◆ **TASK INSTRUCTIONS**
How many lines in the entries below contain the word "player"? Reply with the number only.

◆ **Records from a pointing dataset**

------------------------------------------------

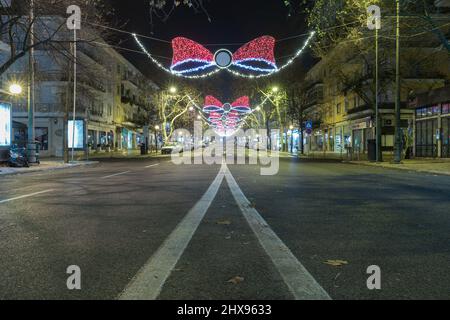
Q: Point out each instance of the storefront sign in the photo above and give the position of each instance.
(5, 124)
(76, 140)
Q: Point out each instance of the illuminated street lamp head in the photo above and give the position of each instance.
(15, 89)
(173, 90)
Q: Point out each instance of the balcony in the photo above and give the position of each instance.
(315, 95)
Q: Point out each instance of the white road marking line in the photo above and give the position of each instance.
(300, 282)
(115, 175)
(148, 282)
(26, 196)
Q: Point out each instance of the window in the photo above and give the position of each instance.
(446, 108)
(42, 137)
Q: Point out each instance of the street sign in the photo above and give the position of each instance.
(309, 127)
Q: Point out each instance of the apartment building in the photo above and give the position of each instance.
(340, 92)
(113, 98)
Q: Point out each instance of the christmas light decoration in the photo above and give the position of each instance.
(190, 57)
(255, 59)
(241, 105)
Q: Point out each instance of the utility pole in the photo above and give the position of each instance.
(31, 78)
(377, 102)
(74, 114)
(74, 23)
(374, 23)
(398, 131)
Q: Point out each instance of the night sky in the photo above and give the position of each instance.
(232, 21)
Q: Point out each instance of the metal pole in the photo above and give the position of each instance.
(74, 90)
(31, 105)
(398, 131)
(377, 105)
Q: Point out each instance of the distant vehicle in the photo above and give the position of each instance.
(170, 148)
(18, 157)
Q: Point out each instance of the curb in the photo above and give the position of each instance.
(399, 168)
(70, 166)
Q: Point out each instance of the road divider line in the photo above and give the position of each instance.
(26, 196)
(115, 175)
(299, 281)
(148, 282)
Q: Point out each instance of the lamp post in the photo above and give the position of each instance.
(156, 138)
(31, 134)
(398, 130)
(374, 23)
(292, 138)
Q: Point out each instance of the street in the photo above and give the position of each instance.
(149, 229)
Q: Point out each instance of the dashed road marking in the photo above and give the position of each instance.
(115, 175)
(26, 196)
(299, 281)
(148, 282)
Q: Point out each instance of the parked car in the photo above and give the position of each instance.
(170, 148)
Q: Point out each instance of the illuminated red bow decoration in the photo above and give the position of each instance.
(240, 105)
(190, 57)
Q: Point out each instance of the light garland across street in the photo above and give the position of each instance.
(255, 58)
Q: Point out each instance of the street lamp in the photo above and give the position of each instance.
(173, 90)
(156, 138)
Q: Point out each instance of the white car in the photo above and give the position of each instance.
(170, 148)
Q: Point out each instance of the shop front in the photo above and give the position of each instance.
(432, 131)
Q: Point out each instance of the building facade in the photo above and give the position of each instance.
(113, 101)
(340, 94)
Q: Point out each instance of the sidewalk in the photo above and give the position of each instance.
(46, 165)
(433, 166)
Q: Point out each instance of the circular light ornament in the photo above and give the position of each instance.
(227, 107)
(223, 58)
(15, 89)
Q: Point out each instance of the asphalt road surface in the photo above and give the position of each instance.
(149, 229)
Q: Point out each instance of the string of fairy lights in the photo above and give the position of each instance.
(239, 124)
(203, 60)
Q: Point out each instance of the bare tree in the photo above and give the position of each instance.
(49, 25)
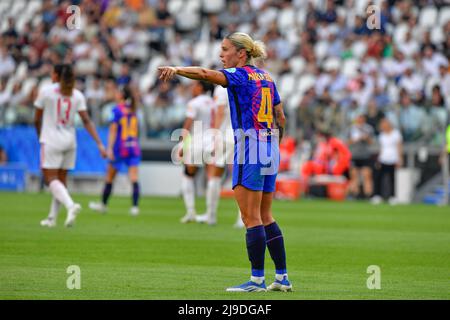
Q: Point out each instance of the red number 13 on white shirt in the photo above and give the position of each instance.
(64, 106)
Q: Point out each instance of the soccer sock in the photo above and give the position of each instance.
(60, 192)
(54, 209)
(275, 244)
(212, 195)
(188, 189)
(256, 247)
(135, 194)
(106, 193)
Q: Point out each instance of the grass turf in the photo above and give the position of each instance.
(152, 256)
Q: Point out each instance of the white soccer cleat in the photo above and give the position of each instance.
(189, 217)
(48, 223)
(239, 224)
(203, 218)
(97, 206)
(280, 285)
(72, 215)
(376, 200)
(134, 211)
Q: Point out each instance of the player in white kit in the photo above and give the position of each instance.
(199, 119)
(224, 152)
(56, 107)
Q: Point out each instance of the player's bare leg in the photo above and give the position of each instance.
(275, 244)
(250, 204)
(188, 191)
(212, 195)
(55, 204)
(133, 176)
(60, 192)
(101, 207)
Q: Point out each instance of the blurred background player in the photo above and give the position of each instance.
(123, 148)
(56, 107)
(223, 155)
(389, 160)
(361, 137)
(196, 143)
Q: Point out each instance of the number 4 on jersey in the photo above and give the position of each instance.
(265, 110)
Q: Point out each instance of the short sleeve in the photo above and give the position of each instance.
(191, 111)
(39, 103)
(235, 76)
(220, 96)
(81, 103)
(276, 96)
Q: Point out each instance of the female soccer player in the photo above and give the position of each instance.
(56, 107)
(223, 155)
(200, 111)
(123, 148)
(256, 111)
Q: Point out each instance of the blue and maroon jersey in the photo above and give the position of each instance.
(252, 94)
(127, 138)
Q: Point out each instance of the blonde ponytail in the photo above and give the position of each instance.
(255, 49)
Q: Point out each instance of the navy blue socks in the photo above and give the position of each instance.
(275, 244)
(135, 194)
(106, 193)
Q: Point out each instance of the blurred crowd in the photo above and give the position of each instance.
(332, 60)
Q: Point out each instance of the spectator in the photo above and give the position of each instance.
(360, 138)
(389, 159)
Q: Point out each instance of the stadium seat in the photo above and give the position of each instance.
(428, 17)
(213, 6)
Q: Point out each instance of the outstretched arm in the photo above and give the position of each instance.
(92, 131)
(280, 119)
(195, 73)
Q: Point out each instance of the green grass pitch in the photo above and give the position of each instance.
(329, 247)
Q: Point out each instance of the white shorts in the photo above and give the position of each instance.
(197, 152)
(224, 153)
(54, 158)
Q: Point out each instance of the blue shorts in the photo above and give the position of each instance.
(128, 161)
(258, 171)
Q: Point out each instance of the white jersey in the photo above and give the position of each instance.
(59, 114)
(201, 108)
(221, 98)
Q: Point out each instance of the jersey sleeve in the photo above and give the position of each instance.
(276, 96)
(220, 96)
(81, 105)
(235, 76)
(191, 111)
(39, 103)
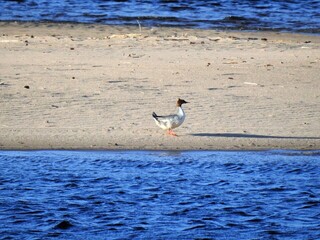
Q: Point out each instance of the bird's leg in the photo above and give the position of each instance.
(170, 132)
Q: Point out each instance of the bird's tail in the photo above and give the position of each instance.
(155, 116)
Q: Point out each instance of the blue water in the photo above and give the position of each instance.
(159, 195)
(275, 15)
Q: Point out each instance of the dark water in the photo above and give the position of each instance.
(275, 15)
(159, 195)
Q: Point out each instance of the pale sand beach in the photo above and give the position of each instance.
(73, 86)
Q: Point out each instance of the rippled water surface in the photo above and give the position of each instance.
(159, 195)
(279, 15)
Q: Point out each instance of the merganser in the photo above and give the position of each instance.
(171, 121)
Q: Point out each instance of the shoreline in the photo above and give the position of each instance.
(94, 87)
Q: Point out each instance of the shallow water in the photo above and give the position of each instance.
(159, 195)
(278, 15)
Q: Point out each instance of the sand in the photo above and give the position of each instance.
(75, 86)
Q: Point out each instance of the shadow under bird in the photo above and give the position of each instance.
(172, 121)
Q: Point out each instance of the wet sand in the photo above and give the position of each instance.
(74, 86)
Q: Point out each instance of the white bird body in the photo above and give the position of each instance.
(170, 122)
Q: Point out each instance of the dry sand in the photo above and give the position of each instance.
(73, 86)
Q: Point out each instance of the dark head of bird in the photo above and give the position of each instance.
(180, 102)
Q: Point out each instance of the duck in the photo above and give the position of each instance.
(172, 121)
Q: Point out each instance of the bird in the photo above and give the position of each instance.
(172, 121)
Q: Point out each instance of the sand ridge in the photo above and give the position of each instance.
(78, 86)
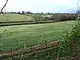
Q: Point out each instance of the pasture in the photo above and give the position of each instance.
(17, 36)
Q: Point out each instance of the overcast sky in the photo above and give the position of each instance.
(54, 6)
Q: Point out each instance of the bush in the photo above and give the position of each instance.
(63, 17)
(73, 39)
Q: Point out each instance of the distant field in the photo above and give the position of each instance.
(17, 36)
(14, 17)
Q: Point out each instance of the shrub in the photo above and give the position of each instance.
(73, 39)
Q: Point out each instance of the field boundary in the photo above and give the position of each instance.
(28, 50)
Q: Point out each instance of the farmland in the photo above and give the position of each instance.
(17, 36)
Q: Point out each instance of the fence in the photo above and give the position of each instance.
(46, 51)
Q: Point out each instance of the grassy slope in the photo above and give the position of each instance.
(37, 34)
(18, 17)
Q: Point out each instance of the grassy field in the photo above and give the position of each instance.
(18, 36)
(18, 17)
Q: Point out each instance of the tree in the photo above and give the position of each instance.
(23, 12)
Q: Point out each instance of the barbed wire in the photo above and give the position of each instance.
(4, 15)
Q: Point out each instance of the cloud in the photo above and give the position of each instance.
(40, 5)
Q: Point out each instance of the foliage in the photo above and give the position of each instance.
(73, 38)
(63, 17)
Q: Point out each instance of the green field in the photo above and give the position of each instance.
(18, 36)
(18, 17)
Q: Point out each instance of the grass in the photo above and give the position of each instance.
(14, 17)
(17, 36)
(18, 17)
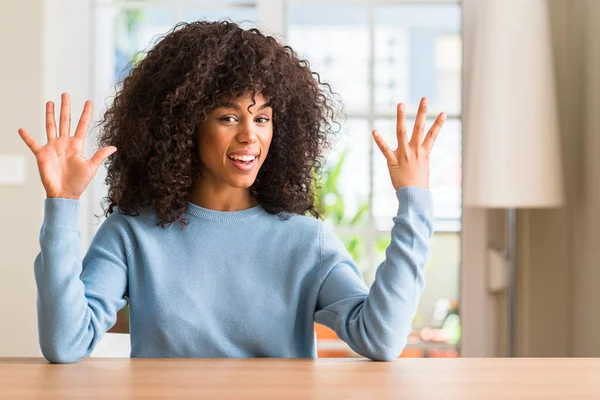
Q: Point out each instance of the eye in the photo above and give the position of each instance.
(262, 120)
(228, 118)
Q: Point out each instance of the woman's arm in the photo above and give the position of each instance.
(376, 323)
(78, 299)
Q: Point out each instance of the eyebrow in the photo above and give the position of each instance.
(236, 107)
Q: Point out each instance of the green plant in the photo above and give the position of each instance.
(330, 204)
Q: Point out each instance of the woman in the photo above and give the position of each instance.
(219, 131)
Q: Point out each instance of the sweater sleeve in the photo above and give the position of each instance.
(78, 299)
(375, 323)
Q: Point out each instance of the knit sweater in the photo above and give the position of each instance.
(230, 284)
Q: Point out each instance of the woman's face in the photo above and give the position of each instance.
(234, 141)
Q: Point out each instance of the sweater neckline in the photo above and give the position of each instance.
(223, 216)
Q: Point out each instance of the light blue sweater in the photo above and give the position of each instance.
(231, 284)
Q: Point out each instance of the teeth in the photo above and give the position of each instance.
(242, 158)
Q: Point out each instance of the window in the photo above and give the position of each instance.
(375, 55)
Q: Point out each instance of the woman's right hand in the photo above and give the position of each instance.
(64, 170)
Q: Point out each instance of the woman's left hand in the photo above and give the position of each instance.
(409, 163)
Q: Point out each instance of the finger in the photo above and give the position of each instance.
(101, 155)
(401, 127)
(417, 136)
(84, 121)
(50, 121)
(434, 132)
(29, 141)
(383, 146)
(65, 115)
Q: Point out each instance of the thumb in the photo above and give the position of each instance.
(101, 155)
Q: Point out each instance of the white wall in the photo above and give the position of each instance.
(45, 51)
(21, 105)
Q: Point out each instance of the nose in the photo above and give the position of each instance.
(246, 132)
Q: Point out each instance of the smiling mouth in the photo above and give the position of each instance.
(243, 163)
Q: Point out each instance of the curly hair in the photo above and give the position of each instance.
(196, 67)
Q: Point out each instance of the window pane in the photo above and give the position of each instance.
(445, 176)
(417, 54)
(436, 320)
(137, 31)
(334, 39)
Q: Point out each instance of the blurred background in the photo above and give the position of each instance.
(374, 54)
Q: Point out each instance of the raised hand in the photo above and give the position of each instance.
(64, 170)
(409, 163)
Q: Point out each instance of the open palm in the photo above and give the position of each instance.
(409, 163)
(63, 168)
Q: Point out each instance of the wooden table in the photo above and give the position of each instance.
(575, 378)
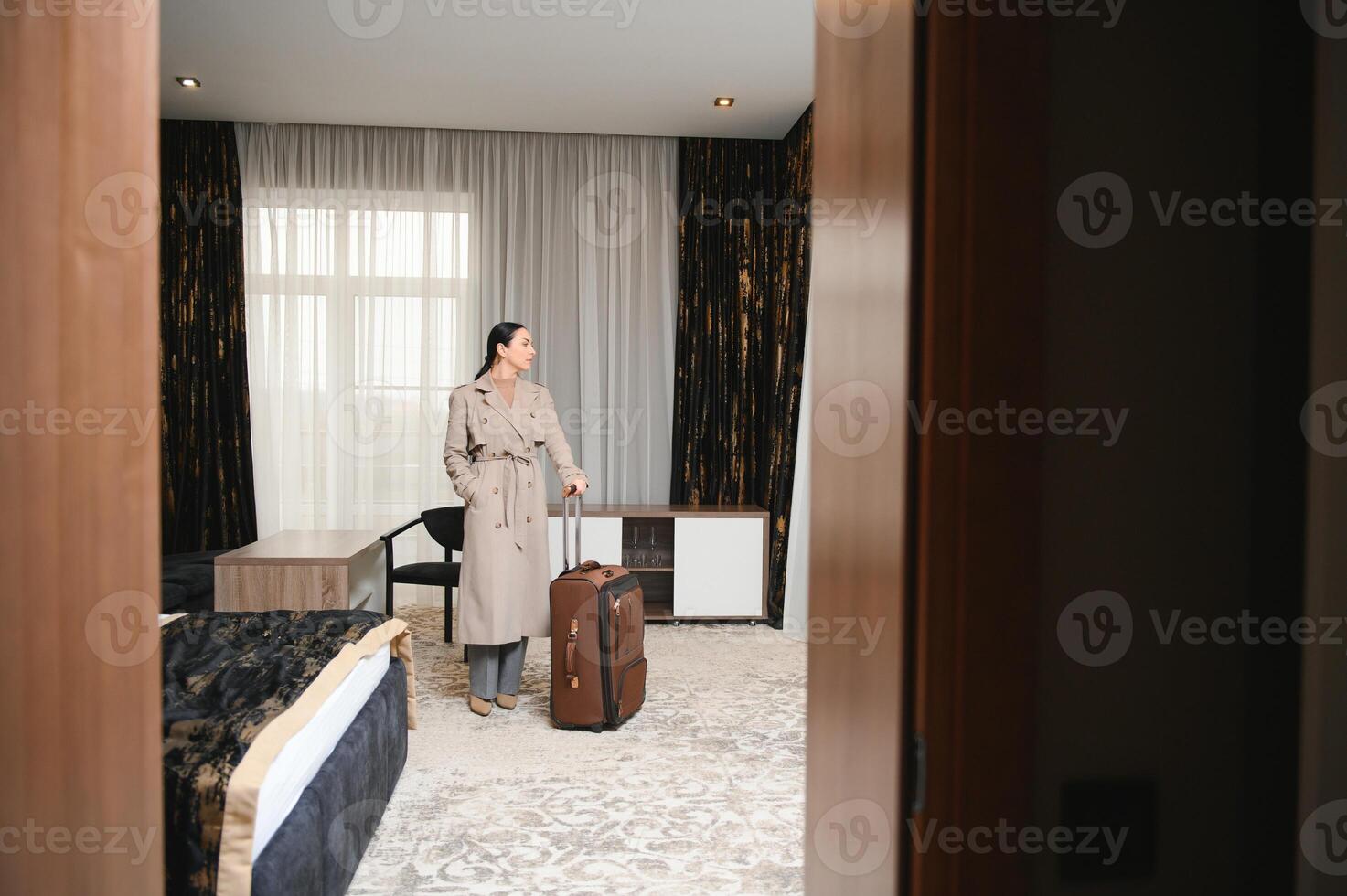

------------------------------------------------

◆ **ANSWER TO THIS PROBLEM**
4